**TASK DESCRIPTION:** Your task is to print each entry exactly as written.
[DATA EXTRACT Boundary: Start]
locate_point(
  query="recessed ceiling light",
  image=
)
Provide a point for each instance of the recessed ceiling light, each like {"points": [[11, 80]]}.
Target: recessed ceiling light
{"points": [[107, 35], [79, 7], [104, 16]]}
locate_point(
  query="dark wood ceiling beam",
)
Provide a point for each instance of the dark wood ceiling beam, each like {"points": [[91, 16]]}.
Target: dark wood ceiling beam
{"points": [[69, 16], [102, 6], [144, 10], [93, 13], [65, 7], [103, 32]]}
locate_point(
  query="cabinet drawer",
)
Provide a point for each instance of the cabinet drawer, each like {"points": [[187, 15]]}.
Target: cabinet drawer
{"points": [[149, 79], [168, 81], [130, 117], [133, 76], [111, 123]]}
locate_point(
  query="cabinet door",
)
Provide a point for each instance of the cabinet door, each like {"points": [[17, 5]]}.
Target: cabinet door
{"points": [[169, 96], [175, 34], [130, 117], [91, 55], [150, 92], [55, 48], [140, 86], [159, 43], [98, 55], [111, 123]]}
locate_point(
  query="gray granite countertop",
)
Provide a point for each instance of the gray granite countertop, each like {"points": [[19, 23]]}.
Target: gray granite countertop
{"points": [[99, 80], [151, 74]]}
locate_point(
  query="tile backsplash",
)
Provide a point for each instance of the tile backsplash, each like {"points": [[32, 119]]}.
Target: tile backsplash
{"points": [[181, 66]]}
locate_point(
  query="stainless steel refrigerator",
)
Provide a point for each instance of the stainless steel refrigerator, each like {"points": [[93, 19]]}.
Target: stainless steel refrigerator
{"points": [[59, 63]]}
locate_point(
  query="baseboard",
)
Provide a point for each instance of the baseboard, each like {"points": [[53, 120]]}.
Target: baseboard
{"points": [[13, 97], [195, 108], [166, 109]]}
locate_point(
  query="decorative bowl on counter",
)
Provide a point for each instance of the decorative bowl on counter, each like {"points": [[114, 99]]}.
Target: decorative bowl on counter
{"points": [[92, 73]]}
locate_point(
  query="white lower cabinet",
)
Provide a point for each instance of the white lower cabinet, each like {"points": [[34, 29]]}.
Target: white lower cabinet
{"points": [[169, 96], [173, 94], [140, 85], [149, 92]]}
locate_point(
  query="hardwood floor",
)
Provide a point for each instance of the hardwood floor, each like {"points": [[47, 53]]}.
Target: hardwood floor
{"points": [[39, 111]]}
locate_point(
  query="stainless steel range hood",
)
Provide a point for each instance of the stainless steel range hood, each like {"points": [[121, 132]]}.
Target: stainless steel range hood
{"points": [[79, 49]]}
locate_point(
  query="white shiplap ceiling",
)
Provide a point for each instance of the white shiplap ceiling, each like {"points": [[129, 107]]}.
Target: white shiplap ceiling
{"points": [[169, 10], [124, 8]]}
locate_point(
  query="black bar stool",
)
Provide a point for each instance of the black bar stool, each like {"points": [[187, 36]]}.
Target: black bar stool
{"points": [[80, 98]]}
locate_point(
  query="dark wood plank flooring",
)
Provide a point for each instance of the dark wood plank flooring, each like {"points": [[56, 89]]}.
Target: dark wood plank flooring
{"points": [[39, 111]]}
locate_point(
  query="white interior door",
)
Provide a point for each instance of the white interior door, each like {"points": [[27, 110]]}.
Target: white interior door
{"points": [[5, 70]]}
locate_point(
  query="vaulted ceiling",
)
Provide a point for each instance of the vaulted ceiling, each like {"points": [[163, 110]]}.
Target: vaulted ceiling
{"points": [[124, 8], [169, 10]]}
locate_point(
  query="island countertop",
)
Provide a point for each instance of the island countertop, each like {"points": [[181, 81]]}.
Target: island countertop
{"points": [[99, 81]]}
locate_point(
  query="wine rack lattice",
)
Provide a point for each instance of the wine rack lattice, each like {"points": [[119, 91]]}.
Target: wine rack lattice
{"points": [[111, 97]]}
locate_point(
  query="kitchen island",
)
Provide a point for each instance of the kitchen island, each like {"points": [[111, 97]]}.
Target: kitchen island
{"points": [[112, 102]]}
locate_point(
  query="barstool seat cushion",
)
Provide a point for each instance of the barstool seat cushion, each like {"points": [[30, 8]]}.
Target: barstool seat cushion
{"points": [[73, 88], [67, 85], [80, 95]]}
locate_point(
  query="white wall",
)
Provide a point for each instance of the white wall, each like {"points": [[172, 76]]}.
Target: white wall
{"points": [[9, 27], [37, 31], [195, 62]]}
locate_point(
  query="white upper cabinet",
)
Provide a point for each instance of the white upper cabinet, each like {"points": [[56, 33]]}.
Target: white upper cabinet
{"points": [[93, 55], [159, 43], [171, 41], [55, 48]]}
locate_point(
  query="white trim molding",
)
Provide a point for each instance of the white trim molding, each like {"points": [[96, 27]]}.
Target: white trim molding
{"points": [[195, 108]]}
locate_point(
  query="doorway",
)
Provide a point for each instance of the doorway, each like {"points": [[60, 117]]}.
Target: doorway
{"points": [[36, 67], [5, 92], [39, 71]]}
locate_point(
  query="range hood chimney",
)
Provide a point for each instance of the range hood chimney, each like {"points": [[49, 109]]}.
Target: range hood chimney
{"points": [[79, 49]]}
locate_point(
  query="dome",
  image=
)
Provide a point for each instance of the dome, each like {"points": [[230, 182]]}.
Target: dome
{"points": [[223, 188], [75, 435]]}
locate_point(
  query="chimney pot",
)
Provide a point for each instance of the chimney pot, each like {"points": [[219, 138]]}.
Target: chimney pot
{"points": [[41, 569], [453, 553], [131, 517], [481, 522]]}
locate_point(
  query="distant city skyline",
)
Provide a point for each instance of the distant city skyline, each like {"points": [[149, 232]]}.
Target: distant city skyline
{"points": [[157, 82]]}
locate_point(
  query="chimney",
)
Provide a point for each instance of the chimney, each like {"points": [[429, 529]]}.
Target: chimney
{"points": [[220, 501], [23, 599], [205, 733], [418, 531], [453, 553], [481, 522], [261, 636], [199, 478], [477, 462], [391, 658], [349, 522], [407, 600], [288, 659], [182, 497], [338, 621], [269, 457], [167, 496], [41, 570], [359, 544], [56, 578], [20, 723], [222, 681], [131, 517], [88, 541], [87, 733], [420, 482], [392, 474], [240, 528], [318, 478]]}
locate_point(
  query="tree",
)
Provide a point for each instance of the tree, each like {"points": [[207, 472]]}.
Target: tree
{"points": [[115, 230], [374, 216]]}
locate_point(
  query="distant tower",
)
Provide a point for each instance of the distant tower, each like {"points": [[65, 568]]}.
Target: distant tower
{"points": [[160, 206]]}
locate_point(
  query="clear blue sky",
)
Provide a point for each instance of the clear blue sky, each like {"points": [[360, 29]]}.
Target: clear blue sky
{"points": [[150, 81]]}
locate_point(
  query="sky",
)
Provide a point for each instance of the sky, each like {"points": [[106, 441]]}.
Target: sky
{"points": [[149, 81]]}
[DATA EXTRACT Boundary: End]
**RESULT:**
locate_point(
  query="recessed ceiling light",
  image=
)
Provide a point for each instance of the recessed ceiling light, each like {"points": [[11, 80]]}.
Target: recessed ceiling light
{"points": [[107, 35], [79, 7], [104, 16]]}
locate_point(
  query="dark wood ceiling beam",
)
Provide a point for each instance of the dark wood ceiling beam, each like {"points": [[91, 16]]}.
Target: dark wood ceiling beam
{"points": [[69, 16], [102, 6], [144, 10], [93, 13], [65, 7], [103, 32]]}
locate_point(
  query="cabinet drawer",
)
Provide a point for each instance of the cabinet drawer, each like {"points": [[187, 15]]}.
Target: cabinet drawer
{"points": [[149, 79], [168, 81], [130, 117], [133, 76], [111, 123]]}
locate_point(
  query="cabinet door",
)
Provide a point for each instance of the cabinet door, each like {"points": [[17, 5]]}.
Target: cabinet door
{"points": [[169, 96], [175, 34], [130, 117], [91, 55], [150, 92], [55, 48], [140, 86], [159, 43], [98, 55], [111, 123]]}
locate_point(
  query="gray granite countertop",
)
Provide a point for each instance of the gray granite countertop, each like {"points": [[19, 23]]}.
Target: gray granite countertop
{"points": [[99, 80], [151, 74]]}
locate_point(
  query="tile backsplash",
)
Provide a point for each instance of the tile backsplash, each like {"points": [[32, 119]]}.
Target: tile backsplash
{"points": [[181, 66]]}
locate_point(
  query="stainless steel refrigerator",
)
Provide a point for each instance of the stainless steel refrigerator, each like {"points": [[93, 19]]}.
Target: stainless steel refrigerator
{"points": [[59, 63]]}
locate_point(
  query="baseboard",
)
Provide a point for each instance of the baseboard, each like {"points": [[53, 120]]}.
Target: baseboard
{"points": [[13, 97], [195, 108], [166, 109]]}
locate_point(
  query="decorative bowl on counter",
)
Provide a point for each instance of the decorative bowl on counter, each like {"points": [[114, 99]]}.
Target: decorative bowl on counter
{"points": [[92, 73]]}
locate_point(
  query="white lower cabinet",
)
Provide a point for each instance of the white lower cabinet, each like {"points": [[34, 29]]}.
Target: white lower cabinet
{"points": [[169, 96], [173, 94], [140, 85], [149, 92]]}
locate_point(
  query="hardwood floor",
)
Provide a point for each instance of the hardwood floor, each like {"points": [[47, 53]]}.
Target: hardwood floor
{"points": [[39, 111]]}
locate_point(
  query="stainless steel range hood",
)
Provide a point for each instance of the stainless steel range hood, each like {"points": [[121, 132]]}.
Target: stainless steel range hood
{"points": [[79, 49]]}
locate_point(
  query="white shiplap ceiling",
)
Provide a point for each instance of the white shiplap ceiling, each like {"points": [[129, 107]]}.
Target: white shiplap ceiling
{"points": [[169, 10], [124, 8]]}
locate_point(
  query="black bar stool",
)
Provide a point for each instance of the black bar stool, each like {"points": [[187, 36]]}.
Target: black bar stool
{"points": [[80, 98]]}
locate_point(
  query="dark wood plank flooring",
)
Provide a point for each instance of the dark wood plank flooring, each like {"points": [[56, 89]]}.
Target: dark wood plank flooring
{"points": [[39, 111]]}
locate_point(
  query="white interior door",
)
Provide a point for each instance of the white interior door, each like {"points": [[27, 110]]}.
Target: white interior door
{"points": [[5, 70]]}
locate_point(
  query="vaulted ceiling",
)
Provide a point for each instance of the vaulted ceiling, each like {"points": [[163, 110]]}.
Target: vaulted ceiling
{"points": [[124, 8], [169, 10]]}
locate_point(
  query="island countertop",
)
Provide a point for each instance of the island countertop, each like {"points": [[181, 81]]}.
Target: island countertop
{"points": [[99, 81]]}
locate_point(
  query="wine rack lattice",
)
Provide a point for each instance of the wine rack lattice, each like {"points": [[119, 91]]}.
Target: wine rack lattice
{"points": [[111, 97]]}
locate_point(
  query="kitchen island",
)
Provide a point for each instance of the kitchen island, each like {"points": [[111, 97]]}.
Target: kitchen island
{"points": [[112, 102]]}
locate_point(
  query="barstool seat cushion",
)
Provide a point for each instance of the barstool seat cushion, each like {"points": [[30, 8]]}.
Target: barstool seat cushion
{"points": [[73, 88], [67, 85], [80, 95]]}
locate_point(
  query="white wall",
)
Provide a point for each instance of the white wall, each like {"points": [[172, 76]]}.
Target: white wall
{"points": [[9, 27], [37, 31], [195, 62]]}
locate_point(
  query="white upper cabinet",
)
Provide a point for each instance of the white upper cabinet, each like {"points": [[56, 33]]}.
Target: white upper cabinet
{"points": [[93, 55], [159, 43], [171, 41], [55, 48]]}
locate_point(
  query="white trim molding",
)
Provide a point for each instance of the white trim molding, each like {"points": [[96, 27]]}.
Target: white trim molding
{"points": [[195, 108]]}
locate_point(
  query="doorway",
)
Provide a point for each instance of the doorway, each like {"points": [[60, 117]]}.
Target: doorway
{"points": [[36, 67], [5, 92], [39, 71]]}
locate_point(
  query="range hood chimney",
)
Provide a point for each instance of the range hood chimney, each like {"points": [[49, 109]]}.
Target: range hood chimney
{"points": [[79, 49]]}
locate_point(
  query="dome",
  image=
)
Provide a point for each instance of the dome, each like {"points": [[230, 182]]}.
Target: dome
{"points": [[223, 188], [75, 435]]}
locate_point(
  query="chimney pot",
)
Provide a point for each instance of the chimney pot, each like {"points": [[219, 138]]}.
Target: chimney pot
{"points": [[41, 569], [453, 553], [131, 517], [481, 522]]}
locate_point(
  query="distant city skyline",
)
Provide a point for each instance of the distant city skyline, each like {"points": [[149, 232]]}.
Target: distant city skyline
{"points": [[157, 82]]}
locate_point(
  query="chimney",
)
Provide a point for each instance of the chimney, each like {"points": [[429, 529]]}.
Target: chimney
{"points": [[220, 501], [23, 599], [205, 733], [418, 531], [453, 553], [481, 522], [261, 636], [199, 478], [477, 462], [391, 658], [349, 522], [407, 600], [288, 659], [182, 497], [338, 621], [269, 457], [167, 496], [41, 570], [359, 544], [56, 578], [20, 723], [222, 681], [131, 517], [88, 541], [87, 733], [420, 482], [392, 474], [240, 528], [318, 478]]}
locate_point(
  query="tree",
)
Provide a point for each instance of the tree, each like {"points": [[207, 472]]}.
Target: tree
{"points": [[115, 230], [374, 216]]}
locate_point(
  query="distant tower",
)
Provide a point for each instance of the distant tower, each like {"points": [[65, 568]]}.
Target: distant tower
{"points": [[160, 206]]}
locate_point(
  query="clear blue sky",
)
Provide a point for each instance of the clear blue sky, each like {"points": [[360, 29]]}.
Target: clear blue sky
{"points": [[150, 81]]}
locate_point(
  query="sky",
)
Provide a point for each instance of the sky, each like {"points": [[106, 441]]}.
Target: sky
{"points": [[149, 81]]}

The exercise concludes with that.